▶ **ESTRATTO DEL TESTO**

>>>>

Affermare il valore della Pubblica Amministrazione richiede nuove frontiere di formazione
A cura di L. Vignali, Direttore Generale per Italiani all'Estero MAE
Nella lunga notte della pandemia, la Pubblica Amministrazione italiana è tornata una luce da accendere. Abbiamo compreso l’importanza di una solida sanità pubblica; abbiamo scoperto le nuove tecnologie nella scuola; abbiamo invocato servizi a distanza da parte di enti centrali e locali. In altre parole, in tempo di crisi il Paese ha guardato nuovamente alla “cosa pubblica” come un valore su cui investire, da recuperare e salvaguardare.

<<<<

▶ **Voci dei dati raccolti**
>>>>

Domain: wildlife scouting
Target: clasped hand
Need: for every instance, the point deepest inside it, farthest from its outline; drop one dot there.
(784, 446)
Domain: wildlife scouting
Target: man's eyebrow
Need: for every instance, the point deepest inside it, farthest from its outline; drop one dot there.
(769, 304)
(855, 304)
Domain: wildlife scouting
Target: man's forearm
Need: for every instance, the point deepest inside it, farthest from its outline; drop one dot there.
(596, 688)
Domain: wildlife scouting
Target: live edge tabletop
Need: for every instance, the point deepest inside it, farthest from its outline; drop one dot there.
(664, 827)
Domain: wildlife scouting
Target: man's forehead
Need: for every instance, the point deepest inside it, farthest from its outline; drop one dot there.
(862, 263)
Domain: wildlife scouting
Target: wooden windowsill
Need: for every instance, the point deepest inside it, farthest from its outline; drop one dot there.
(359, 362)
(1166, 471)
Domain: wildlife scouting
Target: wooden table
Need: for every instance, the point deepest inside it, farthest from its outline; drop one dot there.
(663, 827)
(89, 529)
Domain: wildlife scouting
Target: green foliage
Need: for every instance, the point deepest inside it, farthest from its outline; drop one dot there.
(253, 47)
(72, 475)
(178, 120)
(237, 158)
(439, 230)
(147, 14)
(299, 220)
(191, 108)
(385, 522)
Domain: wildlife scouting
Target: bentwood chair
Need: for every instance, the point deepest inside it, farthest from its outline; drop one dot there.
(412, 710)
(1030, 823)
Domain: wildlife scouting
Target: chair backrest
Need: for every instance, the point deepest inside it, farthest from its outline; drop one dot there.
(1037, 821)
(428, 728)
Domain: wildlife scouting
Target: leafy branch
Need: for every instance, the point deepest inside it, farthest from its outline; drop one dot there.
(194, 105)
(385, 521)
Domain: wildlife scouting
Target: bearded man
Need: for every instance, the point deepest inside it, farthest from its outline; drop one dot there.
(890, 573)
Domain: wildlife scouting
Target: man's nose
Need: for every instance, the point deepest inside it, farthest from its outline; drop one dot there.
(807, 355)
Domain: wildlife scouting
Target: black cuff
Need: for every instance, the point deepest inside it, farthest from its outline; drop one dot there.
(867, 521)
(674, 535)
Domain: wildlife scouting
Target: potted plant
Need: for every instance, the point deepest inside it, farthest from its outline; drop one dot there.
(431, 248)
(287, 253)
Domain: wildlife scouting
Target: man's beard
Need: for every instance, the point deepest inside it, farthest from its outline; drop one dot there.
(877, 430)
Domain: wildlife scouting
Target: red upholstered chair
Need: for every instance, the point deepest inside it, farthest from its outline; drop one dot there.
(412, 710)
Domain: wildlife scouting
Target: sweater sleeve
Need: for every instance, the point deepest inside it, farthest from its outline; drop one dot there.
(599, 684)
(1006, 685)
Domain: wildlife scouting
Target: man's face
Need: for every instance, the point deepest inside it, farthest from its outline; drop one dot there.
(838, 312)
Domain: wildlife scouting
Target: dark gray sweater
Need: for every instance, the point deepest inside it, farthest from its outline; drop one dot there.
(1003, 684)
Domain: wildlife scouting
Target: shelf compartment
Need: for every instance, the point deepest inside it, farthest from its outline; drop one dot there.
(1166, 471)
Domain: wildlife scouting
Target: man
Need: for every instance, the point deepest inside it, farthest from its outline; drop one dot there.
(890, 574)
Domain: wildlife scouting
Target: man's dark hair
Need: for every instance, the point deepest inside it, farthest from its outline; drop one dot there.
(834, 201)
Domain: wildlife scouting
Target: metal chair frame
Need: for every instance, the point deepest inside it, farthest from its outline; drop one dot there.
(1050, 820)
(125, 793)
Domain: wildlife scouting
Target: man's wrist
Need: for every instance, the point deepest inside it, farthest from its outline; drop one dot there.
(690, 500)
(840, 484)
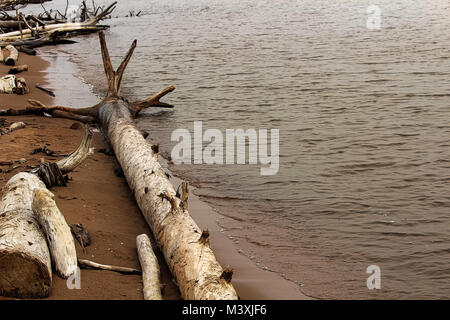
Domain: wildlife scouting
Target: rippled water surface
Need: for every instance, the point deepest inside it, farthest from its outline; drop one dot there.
(364, 129)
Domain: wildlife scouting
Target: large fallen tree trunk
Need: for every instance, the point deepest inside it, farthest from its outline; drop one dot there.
(59, 236)
(184, 245)
(150, 268)
(25, 262)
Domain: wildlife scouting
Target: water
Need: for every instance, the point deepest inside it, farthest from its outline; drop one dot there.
(364, 129)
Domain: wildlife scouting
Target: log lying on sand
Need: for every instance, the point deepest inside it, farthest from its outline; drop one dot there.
(24, 257)
(69, 27)
(184, 245)
(18, 69)
(59, 236)
(10, 4)
(98, 266)
(25, 261)
(11, 84)
(187, 252)
(11, 60)
(150, 268)
(13, 127)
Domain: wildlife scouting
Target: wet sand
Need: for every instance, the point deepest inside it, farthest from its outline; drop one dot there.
(103, 203)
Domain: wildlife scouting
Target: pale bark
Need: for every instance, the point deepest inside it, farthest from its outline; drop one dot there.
(25, 263)
(59, 236)
(11, 60)
(18, 69)
(150, 268)
(186, 250)
(24, 257)
(10, 84)
(190, 259)
(13, 127)
(94, 265)
(184, 245)
(77, 157)
(48, 30)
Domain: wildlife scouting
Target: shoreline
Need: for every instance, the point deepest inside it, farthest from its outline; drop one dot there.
(109, 210)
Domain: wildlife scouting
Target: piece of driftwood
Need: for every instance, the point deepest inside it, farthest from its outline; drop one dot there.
(47, 91)
(84, 264)
(11, 4)
(24, 256)
(18, 69)
(11, 84)
(150, 268)
(59, 236)
(66, 27)
(81, 235)
(13, 127)
(25, 261)
(184, 245)
(13, 56)
(26, 50)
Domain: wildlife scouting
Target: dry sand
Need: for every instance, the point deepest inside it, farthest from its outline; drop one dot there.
(103, 203)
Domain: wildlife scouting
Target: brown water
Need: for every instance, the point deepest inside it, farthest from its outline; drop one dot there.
(364, 129)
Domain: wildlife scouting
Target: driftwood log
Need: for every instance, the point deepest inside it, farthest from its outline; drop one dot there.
(84, 264)
(18, 69)
(24, 257)
(67, 27)
(150, 268)
(185, 246)
(25, 261)
(59, 236)
(13, 127)
(11, 84)
(13, 56)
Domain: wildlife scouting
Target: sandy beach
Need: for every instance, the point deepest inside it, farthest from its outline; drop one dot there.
(103, 203)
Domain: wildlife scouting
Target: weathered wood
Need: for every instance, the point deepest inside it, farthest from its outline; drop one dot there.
(11, 84)
(13, 127)
(81, 235)
(13, 56)
(59, 236)
(191, 260)
(184, 245)
(47, 91)
(150, 268)
(24, 257)
(75, 158)
(25, 261)
(83, 263)
(18, 69)
(68, 27)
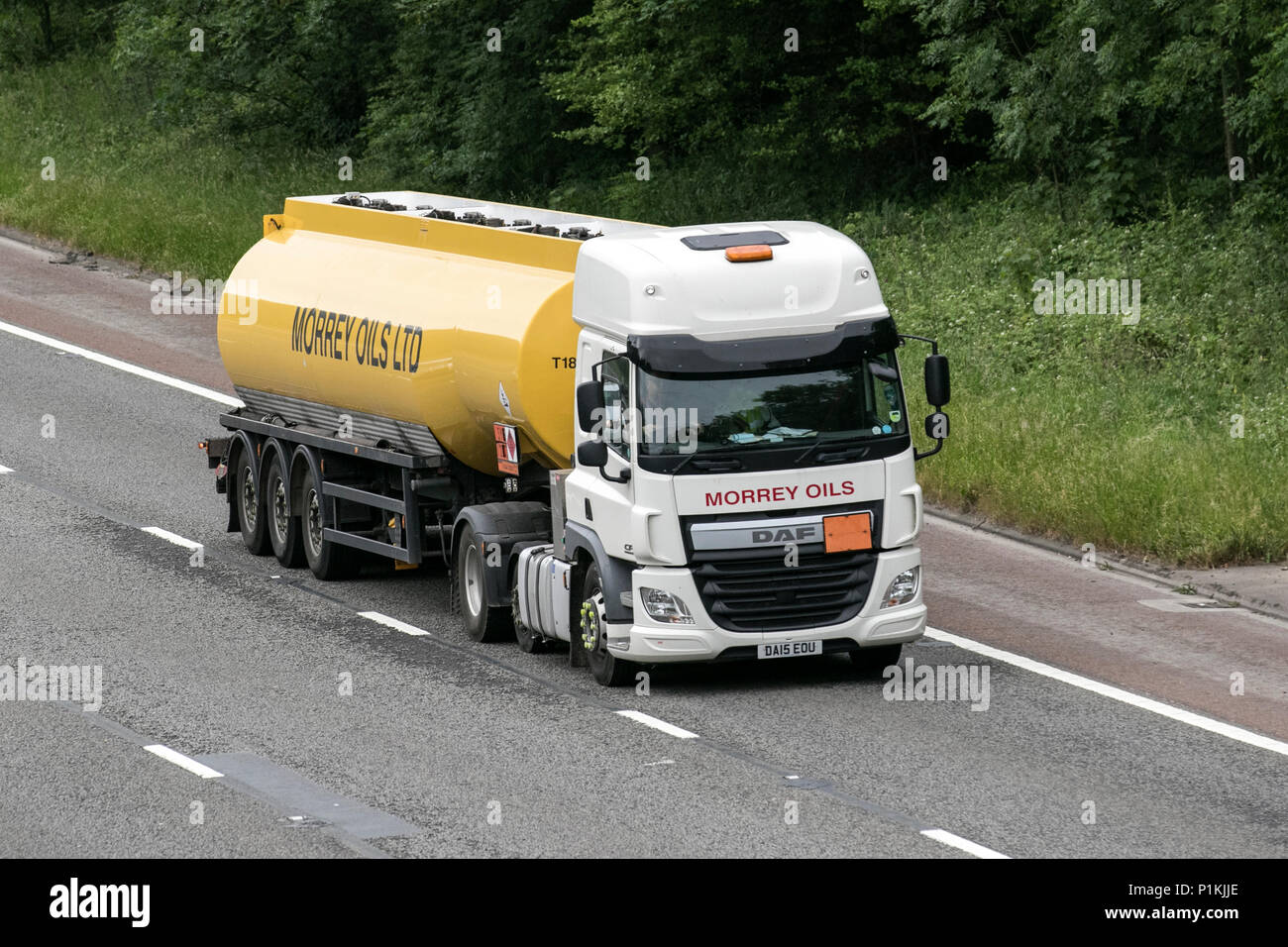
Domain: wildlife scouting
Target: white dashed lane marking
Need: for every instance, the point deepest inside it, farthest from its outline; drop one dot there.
(657, 724)
(393, 622)
(171, 538)
(1116, 693)
(184, 762)
(964, 844)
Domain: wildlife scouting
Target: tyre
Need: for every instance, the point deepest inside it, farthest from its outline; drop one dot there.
(250, 506)
(329, 561)
(482, 622)
(605, 668)
(531, 642)
(283, 523)
(871, 661)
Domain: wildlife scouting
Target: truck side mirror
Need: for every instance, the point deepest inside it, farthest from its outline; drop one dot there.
(590, 407)
(591, 453)
(936, 380)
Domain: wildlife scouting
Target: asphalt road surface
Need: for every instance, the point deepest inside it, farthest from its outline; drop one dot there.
(248, 710)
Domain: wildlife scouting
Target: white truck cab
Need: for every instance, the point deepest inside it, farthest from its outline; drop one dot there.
(743, 483)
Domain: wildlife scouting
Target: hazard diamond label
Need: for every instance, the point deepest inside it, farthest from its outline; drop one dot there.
(506, 449)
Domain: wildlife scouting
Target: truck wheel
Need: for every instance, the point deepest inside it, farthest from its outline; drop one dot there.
(870, 661)
(250, 508)
(605, 668)
(531, 642)
(283, 530)
(327, 560)
(482, 624)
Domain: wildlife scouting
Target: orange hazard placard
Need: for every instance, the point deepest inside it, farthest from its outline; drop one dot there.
(506, 449)
(851, 531)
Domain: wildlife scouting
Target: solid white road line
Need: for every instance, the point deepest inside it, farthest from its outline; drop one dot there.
(393, 622)
(123, 367)
(185, 762)
(964, 844)
(1203, 723)
(171, 538)
(657, 724)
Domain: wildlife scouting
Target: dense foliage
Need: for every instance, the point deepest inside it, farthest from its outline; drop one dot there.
(820, 103)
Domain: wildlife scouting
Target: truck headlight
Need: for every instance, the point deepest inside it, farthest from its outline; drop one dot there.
(662, 605)
(903, 589)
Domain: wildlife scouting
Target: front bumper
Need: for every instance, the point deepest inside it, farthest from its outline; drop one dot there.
(653, 642)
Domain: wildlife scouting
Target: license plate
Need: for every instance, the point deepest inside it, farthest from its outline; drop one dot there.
(790, 650)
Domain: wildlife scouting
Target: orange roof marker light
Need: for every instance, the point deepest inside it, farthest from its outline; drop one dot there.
(750, 253)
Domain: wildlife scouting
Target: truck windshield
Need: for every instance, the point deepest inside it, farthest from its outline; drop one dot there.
(687, 414)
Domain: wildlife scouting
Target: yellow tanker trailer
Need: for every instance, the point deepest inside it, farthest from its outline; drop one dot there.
(415, 382)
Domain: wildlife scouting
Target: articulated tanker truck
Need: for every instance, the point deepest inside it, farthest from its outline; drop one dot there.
(651, 444)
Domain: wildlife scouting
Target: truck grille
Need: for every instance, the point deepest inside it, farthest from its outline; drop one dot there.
(750, 590)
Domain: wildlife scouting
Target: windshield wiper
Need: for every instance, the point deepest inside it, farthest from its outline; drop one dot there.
(853, 451)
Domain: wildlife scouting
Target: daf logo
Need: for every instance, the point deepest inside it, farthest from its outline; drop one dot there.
(800, 534)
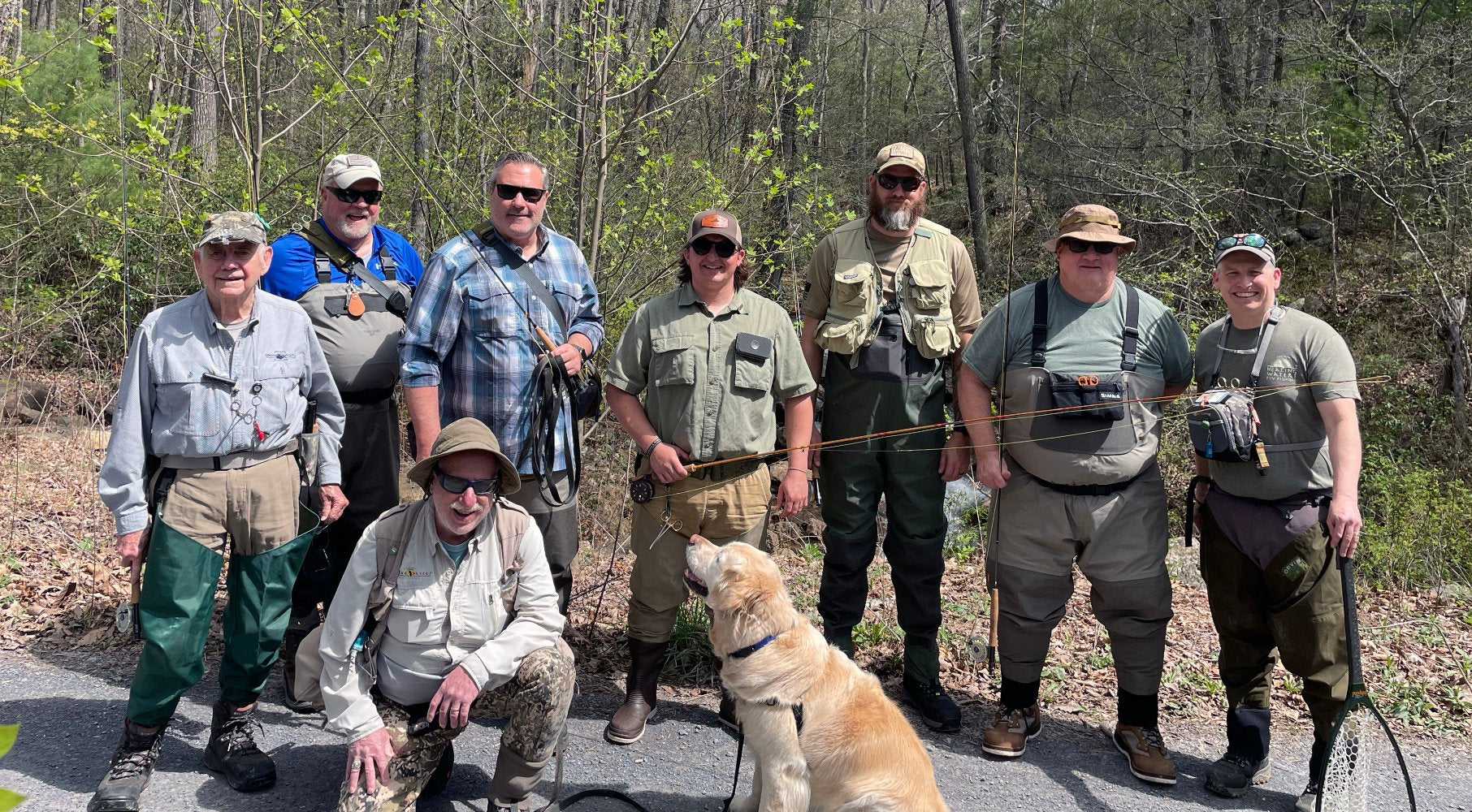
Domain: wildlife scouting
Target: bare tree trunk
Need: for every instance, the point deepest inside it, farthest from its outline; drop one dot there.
(975, 181)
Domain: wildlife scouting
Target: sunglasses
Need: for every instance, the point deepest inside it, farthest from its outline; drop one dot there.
(1250, 240)
(891, 181)
(1080, 246)
(371, 196)
(458, 484)
(725, 249)
(509, 192)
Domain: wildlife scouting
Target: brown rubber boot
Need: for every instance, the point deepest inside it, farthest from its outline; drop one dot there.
(641, 692)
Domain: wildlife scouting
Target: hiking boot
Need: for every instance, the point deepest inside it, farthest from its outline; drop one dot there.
(233, 750)
(130, 771)
(1010, 732)
(1149, 758)
(1309, 801)
(641, 692)
(937, 710)
(1232, 774)
(442, 772)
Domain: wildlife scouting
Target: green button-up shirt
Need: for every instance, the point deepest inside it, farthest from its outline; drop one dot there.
(705, 395)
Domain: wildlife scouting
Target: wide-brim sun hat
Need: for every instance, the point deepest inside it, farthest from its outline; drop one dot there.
(465, 434)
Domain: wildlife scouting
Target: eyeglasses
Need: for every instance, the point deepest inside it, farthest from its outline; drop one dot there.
(371, 196)
(458, 484)
(723, 249)
(1250, 240)
(1080, 246)
(509, 192)
(891, 181)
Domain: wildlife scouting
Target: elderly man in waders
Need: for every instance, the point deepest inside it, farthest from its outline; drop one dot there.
(210, 413)
(891, 302)
(469, 630)
(355, 280)
(712, 358)
(1269, 531)
(1080, 483)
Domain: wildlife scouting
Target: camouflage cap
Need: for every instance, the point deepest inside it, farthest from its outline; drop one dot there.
(900, 153)
(233, 227)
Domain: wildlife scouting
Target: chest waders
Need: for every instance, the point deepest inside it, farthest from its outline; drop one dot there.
(177, 605)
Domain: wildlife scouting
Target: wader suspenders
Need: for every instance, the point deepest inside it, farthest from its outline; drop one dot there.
(1129, 344)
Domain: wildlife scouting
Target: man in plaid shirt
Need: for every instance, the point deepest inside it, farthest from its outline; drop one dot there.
(470, 352)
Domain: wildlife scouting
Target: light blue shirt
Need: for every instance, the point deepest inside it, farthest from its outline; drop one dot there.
(193, 389)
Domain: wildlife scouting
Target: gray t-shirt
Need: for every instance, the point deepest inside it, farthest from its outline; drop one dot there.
(1312, 364)
(1084, 337)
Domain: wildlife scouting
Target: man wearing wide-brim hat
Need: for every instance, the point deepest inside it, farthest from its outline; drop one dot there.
(473, 630)
(1089, 356)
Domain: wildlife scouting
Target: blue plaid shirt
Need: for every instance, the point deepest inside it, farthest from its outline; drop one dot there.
(467, 333)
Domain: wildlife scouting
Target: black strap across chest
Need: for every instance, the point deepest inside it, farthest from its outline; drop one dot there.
(1040, 327)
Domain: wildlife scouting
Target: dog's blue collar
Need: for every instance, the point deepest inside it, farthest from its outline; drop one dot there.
(748, 650)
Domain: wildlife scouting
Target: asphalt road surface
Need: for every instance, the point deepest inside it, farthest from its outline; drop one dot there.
(70, 708)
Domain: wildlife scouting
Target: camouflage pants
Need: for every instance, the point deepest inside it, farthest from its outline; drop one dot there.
(536, 702)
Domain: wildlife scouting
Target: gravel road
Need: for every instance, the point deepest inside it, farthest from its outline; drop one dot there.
(70, 706)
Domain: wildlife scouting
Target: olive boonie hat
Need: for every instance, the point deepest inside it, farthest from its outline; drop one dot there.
(465, 434)
(233, 227)
(714, 222)
(898, 153)
(346, 170)
(1091, 224)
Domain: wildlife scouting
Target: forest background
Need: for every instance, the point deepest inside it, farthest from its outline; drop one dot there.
(1337, 128)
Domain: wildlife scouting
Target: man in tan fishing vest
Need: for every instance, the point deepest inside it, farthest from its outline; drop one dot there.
(353, 279)
(1080, 483)
(891, 300)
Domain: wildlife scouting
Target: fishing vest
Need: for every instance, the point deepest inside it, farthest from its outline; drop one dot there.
(358, 321)
(922, 292)
(1098, 429)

<<<<

▶ **COSA FARE**
• a. Secondo il testo sulla Pubblica Amministrazione, che cosa si è scoperto nella scuola durante la pandemia?
• b. Continua il testo sulla Pubblica Amministrazione dopo la sua ultima frase.

▶ **SOLUZIONI**
• a. Le nuove tecnologie.

• b.
Non è dunque una sorpresa che il Piano Nazionale di Ripresa e Resilienza (PNRR) abbia destinato un’ingente parte delle risorse proprio a sanità, scuola, digitalizzazione delle amministrazioni pubbliche. Ovviamente non basterà una grande e inedita mole di finanziamenti per trasformare la P.A. italiana in un modello di efficienza e produttività. Come sempre, per esprimere appieno il potenziale dell’investimento occorre puntare sulla trasformazione di modelli organizzativi e su una nuova cultura professionale. Un esercizio che richiede tempo e un’attenzione innovativa, puntando decisamente su formazione e aggiornamento dei dipendenti pubblici, a tutti i livelli. Si tratta di un’area d’intervento a lungo trascurata: lo stesso Presidente Draghi ha ironicamente ricordato come su base annua si spendano solo 48 euro a persona per la formazione del settore pubblico (sic!).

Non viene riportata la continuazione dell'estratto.